> _Task goal_: Output the entries below, from the line containing "For the benchmark, mark every instance of the white" through the line containing "[[297, 646]]", inclusive, as a numbered list with blank lines omitted.

----- Raw records -----

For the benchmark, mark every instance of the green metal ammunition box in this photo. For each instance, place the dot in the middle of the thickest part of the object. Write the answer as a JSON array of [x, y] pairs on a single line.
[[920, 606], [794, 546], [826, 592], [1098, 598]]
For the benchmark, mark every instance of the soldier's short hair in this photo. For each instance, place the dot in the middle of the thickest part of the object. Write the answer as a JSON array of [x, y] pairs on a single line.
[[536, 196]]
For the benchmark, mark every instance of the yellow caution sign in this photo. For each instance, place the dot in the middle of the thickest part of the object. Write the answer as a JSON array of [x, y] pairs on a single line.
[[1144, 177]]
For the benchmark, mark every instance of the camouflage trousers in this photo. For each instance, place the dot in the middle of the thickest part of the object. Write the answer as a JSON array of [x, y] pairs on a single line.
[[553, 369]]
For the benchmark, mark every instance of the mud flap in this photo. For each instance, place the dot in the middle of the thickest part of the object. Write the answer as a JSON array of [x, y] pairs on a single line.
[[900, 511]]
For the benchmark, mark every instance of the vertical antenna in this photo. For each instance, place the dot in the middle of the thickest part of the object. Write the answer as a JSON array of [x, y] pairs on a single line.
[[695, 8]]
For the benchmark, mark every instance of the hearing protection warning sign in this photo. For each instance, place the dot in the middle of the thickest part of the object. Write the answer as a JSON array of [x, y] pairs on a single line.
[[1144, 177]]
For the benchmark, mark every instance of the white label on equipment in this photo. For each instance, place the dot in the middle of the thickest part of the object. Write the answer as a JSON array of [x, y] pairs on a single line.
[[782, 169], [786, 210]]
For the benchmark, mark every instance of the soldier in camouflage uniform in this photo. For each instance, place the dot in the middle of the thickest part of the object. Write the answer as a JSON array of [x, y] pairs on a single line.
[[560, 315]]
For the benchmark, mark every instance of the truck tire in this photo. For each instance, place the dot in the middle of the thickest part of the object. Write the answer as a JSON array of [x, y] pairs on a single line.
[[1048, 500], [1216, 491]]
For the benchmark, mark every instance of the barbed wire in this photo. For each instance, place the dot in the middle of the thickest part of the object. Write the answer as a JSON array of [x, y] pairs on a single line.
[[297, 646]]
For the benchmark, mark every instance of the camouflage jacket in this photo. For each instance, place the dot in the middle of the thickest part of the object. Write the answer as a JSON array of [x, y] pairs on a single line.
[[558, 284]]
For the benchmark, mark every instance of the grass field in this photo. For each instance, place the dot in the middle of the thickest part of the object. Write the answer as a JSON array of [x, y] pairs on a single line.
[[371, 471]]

-----

> _The result_:
1. For the benchmark, mark every instance of the white label on equipment in this photo. For each instance, place the dot in the middle of the thickest part of the object. Write the answer as a JSON array of [x, y] pairs on a single line.
2. [[782, 169], [786, 210]]
3. For the benchmark, mark every instance of the soldier in camouflage uniform in this photo. For each instance, place the dot in the middle of the thickest part of the object. Write the answer as a JSON array of [x, y] pairs on a single line.
4. [[560, 315]]
5. For the benchmark, mark every instance of the truck tire in this photo. For each instance, place the dot in the middle of the thickest part of the object. Write the answer as a JSON array of [x, y] pairs on a single line.
6. [[1048, 500], [1216, 491]]
7. For the benchmark, mark every instance of the barbed wire in this photo. For each instance, place the dot in the middle of the thickest part of the object. Write the answer as a JSON array of [x, y] pairs on a single line.
8. [[297, 646]]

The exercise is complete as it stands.